> WHAT THIS TASK INVOLVES:
For each line below that contains the word "floor", return that line.

> ENTRIES SHOWN:
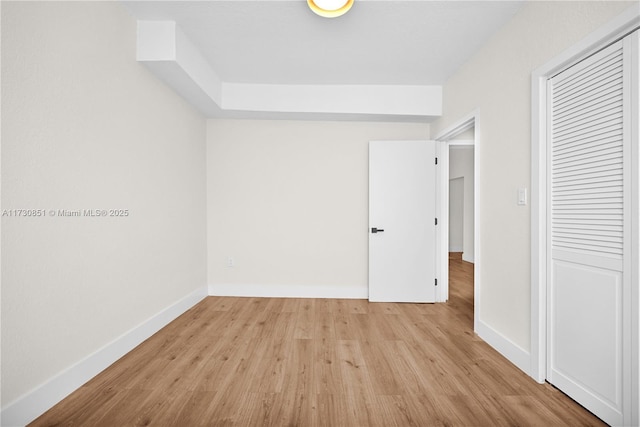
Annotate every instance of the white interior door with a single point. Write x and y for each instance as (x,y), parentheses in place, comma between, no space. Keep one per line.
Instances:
(402,237)
(588,287)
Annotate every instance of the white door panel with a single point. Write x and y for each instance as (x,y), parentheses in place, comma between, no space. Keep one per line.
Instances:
(402,203)
(589,219)
(590,367)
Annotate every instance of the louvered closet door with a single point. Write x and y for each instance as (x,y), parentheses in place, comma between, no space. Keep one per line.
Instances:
(587,218)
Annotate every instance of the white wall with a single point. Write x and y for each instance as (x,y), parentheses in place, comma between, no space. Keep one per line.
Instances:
(86,127)
(461,166)
(497,83)
(288,201)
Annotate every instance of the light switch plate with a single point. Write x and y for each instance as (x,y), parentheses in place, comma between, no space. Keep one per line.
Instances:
(522,196)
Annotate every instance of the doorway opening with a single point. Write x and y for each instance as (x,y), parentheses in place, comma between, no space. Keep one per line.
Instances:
(458,249)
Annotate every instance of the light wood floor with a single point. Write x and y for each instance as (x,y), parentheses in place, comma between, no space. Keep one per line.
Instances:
(314,362)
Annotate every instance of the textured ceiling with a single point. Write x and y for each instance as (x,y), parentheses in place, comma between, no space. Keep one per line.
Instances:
(376,43)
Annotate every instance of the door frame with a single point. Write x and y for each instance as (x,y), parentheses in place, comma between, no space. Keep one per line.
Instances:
(614,30)
(443,141)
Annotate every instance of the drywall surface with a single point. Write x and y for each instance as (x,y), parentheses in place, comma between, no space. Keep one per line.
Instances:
(288,201)
(461,166)
(86,129)
(496,83)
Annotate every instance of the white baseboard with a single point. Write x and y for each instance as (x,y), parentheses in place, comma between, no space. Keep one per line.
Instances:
(514,353)
(36,402)
(289,291)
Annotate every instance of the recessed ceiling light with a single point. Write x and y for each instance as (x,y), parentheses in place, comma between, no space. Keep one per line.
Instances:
(330,8)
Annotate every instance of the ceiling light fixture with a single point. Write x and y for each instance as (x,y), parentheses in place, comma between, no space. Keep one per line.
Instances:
(330,8)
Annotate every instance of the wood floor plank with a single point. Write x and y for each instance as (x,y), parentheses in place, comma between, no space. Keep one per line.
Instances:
(319,362)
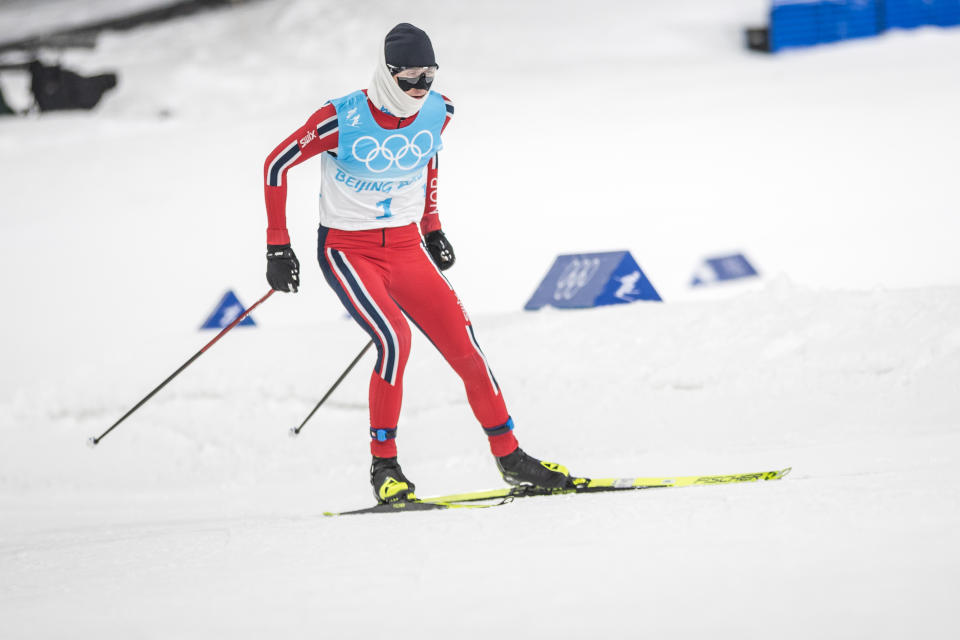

> TASK RESULT:
Annotate every instance of the light wood floor with a single point. Write x and y for each instance as (x,y), parentheses in place, comma between, no space. Keep one per line.
Annotate every instance of the wood floor plank with a single point. Write x and y for each instance as (x,y), parentheses in place, comma between, no space. Keep one per line.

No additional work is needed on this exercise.